Aim of the task: Copy all of the material below exactly.

##### Exercise inputs #####

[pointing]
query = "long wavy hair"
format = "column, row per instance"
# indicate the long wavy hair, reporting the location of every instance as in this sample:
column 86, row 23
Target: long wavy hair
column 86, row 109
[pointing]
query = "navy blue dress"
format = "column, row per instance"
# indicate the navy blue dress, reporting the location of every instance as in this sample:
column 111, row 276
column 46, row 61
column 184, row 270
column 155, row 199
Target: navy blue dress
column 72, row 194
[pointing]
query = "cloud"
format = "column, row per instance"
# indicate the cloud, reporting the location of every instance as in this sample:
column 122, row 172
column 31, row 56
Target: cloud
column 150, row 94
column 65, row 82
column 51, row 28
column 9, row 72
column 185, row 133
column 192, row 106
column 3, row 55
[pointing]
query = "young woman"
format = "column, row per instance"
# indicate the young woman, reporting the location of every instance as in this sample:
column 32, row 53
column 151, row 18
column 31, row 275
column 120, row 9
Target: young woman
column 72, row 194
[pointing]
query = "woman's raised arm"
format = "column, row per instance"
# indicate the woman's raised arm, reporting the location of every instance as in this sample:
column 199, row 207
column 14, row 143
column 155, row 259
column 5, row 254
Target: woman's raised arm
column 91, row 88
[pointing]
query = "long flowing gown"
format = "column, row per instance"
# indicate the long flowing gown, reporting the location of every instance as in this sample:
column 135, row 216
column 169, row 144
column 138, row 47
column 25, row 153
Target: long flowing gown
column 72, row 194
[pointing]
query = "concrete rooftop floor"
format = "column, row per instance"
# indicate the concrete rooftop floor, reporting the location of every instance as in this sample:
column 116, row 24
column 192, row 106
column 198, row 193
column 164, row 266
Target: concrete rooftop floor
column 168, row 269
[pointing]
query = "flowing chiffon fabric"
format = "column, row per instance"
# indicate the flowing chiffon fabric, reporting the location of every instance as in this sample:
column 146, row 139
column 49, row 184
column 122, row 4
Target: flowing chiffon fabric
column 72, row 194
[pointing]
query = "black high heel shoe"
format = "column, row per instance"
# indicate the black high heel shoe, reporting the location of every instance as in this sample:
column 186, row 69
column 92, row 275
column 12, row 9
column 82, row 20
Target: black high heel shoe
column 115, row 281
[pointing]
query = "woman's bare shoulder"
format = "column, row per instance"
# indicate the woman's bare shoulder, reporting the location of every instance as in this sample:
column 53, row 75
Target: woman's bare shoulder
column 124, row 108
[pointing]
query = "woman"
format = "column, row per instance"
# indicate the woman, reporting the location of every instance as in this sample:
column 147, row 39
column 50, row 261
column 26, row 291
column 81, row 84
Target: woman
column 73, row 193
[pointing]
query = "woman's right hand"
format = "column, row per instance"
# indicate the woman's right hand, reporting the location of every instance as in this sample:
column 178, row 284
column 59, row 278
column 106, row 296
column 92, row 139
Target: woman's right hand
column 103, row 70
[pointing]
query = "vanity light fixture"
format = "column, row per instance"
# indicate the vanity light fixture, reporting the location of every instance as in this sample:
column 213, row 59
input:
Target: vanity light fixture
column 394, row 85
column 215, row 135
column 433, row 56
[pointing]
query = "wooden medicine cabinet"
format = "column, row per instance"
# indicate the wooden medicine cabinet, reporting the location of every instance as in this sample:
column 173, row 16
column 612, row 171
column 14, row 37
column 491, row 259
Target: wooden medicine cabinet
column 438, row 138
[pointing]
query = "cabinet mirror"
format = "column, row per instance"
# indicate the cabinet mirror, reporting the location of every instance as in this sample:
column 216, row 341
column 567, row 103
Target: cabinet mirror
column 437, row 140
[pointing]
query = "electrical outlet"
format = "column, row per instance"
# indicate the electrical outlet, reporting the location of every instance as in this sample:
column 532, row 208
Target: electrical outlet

#####

Written solution:
[pointing]
query = "long wavy hair"
format = "column, row per instance"
# indicate the long wavy hair, reporting the location of every instance as in this sample:
column 86, row 23
Target: long wavy hair
column 86, row 109
[pointing]
query = "navy blue dress"
format = "column, row per instance"
# indicate the navy blue dress, reporting the location of every instance as in this sample:
column 111, row 276
column 46, row 61
column 184, row 270
column 155, row 199
Target: navy blue dress
column 72, row 194
[pointing]
query = "cloud"
format = "column, row per instance"
# indicate the cloud, reporting the location of every instance as in this sample:
column 122, row 172
column 31, row 56
Target: cloud
column 150, row 94
column 65, row 82
column 51, row 28
column 9, row 72
column 185, row 133
column 192, row 106
column 3, row 55
[pointing]
query = "young woman"
format = "column, row per instance"
# indicate the young woman, reporting the location of every instance as in this sample:
column 32, row 53
column 151, row 18
column 31, row 275
column 120, row 9
Target: young woman
column 72, row 194
[pointing]
query = "woman's raised arm"
format = "column, row per instance"
# indicate the woman's raised arm, reporting the location of every instance as in this sample:
column 199, row 207
column 14, row 143
column 155, row 259
column 5, row 254
Target: woman's raised arm
column 91, row 88
[pointing]
query = "long flowing gown"
format = "column, row per instance"
# indicate the long flowing gown, reporting the location of every instance as in this sample:
column 135, row 216
column 169, row 144
column 138, row 47
column 25, row 153
Target: long flowing gown
column 72, row 194
[pointing]
query = "concrete rooftop floor"
format = "column, row per instance"
# indicate the concrete rooftop floor, reporting the location of every instance as in this sample:
column 116, row 24
column 192, row 106
column 198, row 193
column 164, row 266
Target: concrete rooftop floor
column 168, row 269
[pointing]
query = "flowing chiffon fabric"
format = "column, row per instance"
# indicate the flowing chiffon fabric, reporting the location of every instance as in this sample:
column 146, row 139
column 49, row 184
column 122, row 4
Target: flowing chiffon fabric
column 72, row 194
[pointing]
query = "black high heel shoe"
format = "column, row per instance"
# indicate the black high heel shoe, reporting the location of every instance as in this sample:
column 186, row 69
column 92, row 275
column 12, row 9
column 82, row 20
Target: black high heel shoe
column 115, row 281
[pointing]
query = "woman's bare shoulder"
format = "column, row per instance"
# indicate the woman's bare shoulder, reporting the location of every instance as in this sample:
column 53, row 75
Target: woman's bare shoulder
column 124, row 108
[pointing]
query = "woman"
format = "column, row per instance"
# indicate the woman, reporting the location of every instance as in this sample:
column 147, row 39
column 50, row 261
column 26, row 291
column 81, row 84
Target: woman
column 73, row 193
[pointing]
query = "woman's right hand"
format = "column, row per instance"
# indicate the woman's right hand, reporting the location of every instance as in this sample:
column 178, row 284
column 59, row 278
column 106, row 296
column 92, row 139
Target: woman's right hand
column 103, row 70
[pointing]
query = "vanity light fixture"
format = "column, row per instance"
# indicate the vanity light fixture, reporting the location of every instance as in this sample:
column 213, row 59
input:
Target: vanity light fixture
column 394, row 85
column 215, row 135
column 433, row 56
[pointing]
query = "wooden medicine cabinet"
format = "column, row per instance"
# indicate the wooden medicine cabinet, reporting the location of every instance as in this sample:
column 173, row 16
column 612, row 171
column 14, row 37
column 491, row 259
Target: wooden medicine cabinet
column 438, row 138
[pointing]
query = "cabinet mirror"
format = "column, row per instance"
# indicate the cabinet mirror, reporting the location of every instance as in this sample:
column 216, row 341
column 567, row 103
Target: cabinet mirror
column 437, row 140
[pointing]
query = "electrical outlet"
format = "column, row per instance"
# indicate the electrical outlet, reporting the location of every instance as in this sample:
column 532, row 208
Target: electrical outlet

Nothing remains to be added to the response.